* Exercise tasks *
1: Set down the part of the hotel review starting at "Guests also gain" and ending at "Victoria & Albert Museum.", copying it word for word.
2: Sum up the hotel review in two sentences.

* Text segment *
──────────

The other guestrooms (from US$620 per night) are similarly tasteful yet undeniably plush with luxuriously soft king-sized beds, wood tables, silks, velvets and marble bathrooms adorned with Bamford amenities. Mornings bring the paper in a smart leather sleeve and a petite bottle of milk, while nightcaps await in the custom-blended cocktail selection in the mini bar.
Guests also gain exclusive access to the private Cadogan Gardens, two large rectangles of green where they can stroll, play tennis, or enjoy the simple thrill of watching robins and other native birdlife flit between sun-dappled branches in the heart of London.
Despite my stay during opening week, service was already assured and precise, overseen by hospitality veterans such as general manager Klaus Kabelitz (formerly from The Berkeley and Claridge’s) and head concierge Toru Machida, wooed from the Savoy. All the staff wear bespoke uniforms that reference the area, from the fire-engine-red doorman’s coat inspired by the Chelsea Pensioners, to the Punk-inspired strong checks and mod details which pay homage to Mary Quant, whose elemental designs we gain a deeper appreciation of at a private viewing of a yet-to-open exhibition at the nearby Victoria & Albert Museum.

──────────

* Listed records *
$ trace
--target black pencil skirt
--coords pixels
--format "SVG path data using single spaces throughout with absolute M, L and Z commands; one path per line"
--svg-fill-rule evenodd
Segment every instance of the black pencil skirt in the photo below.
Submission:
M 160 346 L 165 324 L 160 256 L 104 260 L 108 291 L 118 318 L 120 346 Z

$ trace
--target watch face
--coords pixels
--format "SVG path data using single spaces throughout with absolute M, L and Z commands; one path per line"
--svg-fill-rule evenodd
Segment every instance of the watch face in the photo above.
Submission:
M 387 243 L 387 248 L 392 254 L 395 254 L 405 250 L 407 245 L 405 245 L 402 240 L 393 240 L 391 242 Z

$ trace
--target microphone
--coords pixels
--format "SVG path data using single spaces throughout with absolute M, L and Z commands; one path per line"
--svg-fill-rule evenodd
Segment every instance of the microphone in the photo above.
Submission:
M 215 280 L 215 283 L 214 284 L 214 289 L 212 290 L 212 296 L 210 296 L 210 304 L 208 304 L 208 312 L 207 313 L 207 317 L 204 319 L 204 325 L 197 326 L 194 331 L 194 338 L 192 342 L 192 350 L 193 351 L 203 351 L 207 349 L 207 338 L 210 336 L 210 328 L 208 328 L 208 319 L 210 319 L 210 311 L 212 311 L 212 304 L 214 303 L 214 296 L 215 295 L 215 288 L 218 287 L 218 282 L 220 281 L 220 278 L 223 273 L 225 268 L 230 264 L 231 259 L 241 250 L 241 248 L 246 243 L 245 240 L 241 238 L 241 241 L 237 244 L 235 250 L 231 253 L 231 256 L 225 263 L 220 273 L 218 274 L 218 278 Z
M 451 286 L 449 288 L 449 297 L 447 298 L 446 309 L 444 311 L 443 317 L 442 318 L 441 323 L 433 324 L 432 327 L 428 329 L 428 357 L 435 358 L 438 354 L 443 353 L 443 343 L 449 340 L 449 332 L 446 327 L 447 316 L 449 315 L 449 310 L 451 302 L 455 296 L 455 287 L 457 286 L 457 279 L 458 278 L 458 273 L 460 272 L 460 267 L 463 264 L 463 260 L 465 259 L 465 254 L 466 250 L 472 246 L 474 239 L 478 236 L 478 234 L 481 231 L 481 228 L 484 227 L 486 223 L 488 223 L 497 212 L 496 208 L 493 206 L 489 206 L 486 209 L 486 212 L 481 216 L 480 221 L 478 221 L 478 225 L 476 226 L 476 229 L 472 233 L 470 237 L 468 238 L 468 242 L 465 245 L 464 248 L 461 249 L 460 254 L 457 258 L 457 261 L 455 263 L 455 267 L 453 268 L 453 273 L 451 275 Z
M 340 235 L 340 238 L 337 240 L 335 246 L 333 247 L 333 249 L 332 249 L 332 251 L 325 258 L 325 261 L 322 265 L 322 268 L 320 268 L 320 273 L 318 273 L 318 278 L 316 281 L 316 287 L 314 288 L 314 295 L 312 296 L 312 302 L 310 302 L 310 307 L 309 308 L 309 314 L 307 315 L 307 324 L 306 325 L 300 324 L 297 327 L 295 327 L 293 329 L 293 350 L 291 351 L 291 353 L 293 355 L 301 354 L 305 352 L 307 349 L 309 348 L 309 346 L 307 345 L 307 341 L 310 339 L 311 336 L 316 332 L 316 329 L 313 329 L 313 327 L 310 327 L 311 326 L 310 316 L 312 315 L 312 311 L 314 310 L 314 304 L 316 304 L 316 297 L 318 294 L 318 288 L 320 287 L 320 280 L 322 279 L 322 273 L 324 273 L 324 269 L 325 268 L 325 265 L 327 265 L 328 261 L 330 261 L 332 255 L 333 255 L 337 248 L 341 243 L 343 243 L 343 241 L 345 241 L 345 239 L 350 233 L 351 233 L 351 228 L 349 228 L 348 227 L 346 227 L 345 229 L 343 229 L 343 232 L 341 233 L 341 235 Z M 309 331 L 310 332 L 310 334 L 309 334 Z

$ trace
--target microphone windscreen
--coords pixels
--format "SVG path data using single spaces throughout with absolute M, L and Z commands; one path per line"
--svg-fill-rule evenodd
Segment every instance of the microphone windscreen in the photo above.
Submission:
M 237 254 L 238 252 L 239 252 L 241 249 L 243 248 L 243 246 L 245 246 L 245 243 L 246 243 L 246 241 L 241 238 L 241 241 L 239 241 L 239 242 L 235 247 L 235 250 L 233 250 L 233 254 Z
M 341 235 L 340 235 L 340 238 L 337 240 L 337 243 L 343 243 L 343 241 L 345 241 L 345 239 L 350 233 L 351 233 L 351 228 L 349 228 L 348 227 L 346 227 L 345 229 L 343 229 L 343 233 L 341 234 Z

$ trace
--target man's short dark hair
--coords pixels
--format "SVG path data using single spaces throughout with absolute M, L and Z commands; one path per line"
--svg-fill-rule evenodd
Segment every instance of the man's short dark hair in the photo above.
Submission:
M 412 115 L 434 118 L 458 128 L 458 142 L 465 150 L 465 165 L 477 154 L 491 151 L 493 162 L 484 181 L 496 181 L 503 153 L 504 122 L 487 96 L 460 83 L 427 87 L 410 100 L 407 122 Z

──────────

* Responses to the tasks *
1:
Guests also gain exclusive access to the private Cadogan Gardens, two large rectangles of green where they can stroll, play tennis, or enjoy the simple thrill of watching robins and other native birdlife flit between sun-dappled branches in the heart of London.
Despite my stay during opening week, service was already assured and precise, overseen by hospitality veterans such as general manager Klaus Kabelitz (formerly from The Berkeley and Claridge’s) and head concierge Toru Machida, wooed from the Savoy. All the staff wear bespoke uniforms that reference the area, from the fire-engine-red doorman’s coat inspired by the Chelsea Pensioners, to the Punk-inspired strong checks and mod details which pay homage to Mary Quant, whose elemental designs we gain a deeper appreciation of at a private viewing of a yet-to-open exhibition at the nearby Victoria & Albert Museum.

2: The other guestrooms, from US$620 per night, offer king-sized beds, silks, velvets, marble bathrooms with Bamford amenities, a morning paper and milk, and custom-blended cocktails in the mini bar, and guests have exclusive access to the private Cadogan Gardens. Service was already assured and precise during opening week under veterans such as general manager Klaus Kabelitz and head concierge Toru Machida, and all staff wear bespoke uniforms that reference the area, from a doorman's coat inspired by the Chelsea Pensioners to Punk-inspired checks and mod details honoring Mary Quant.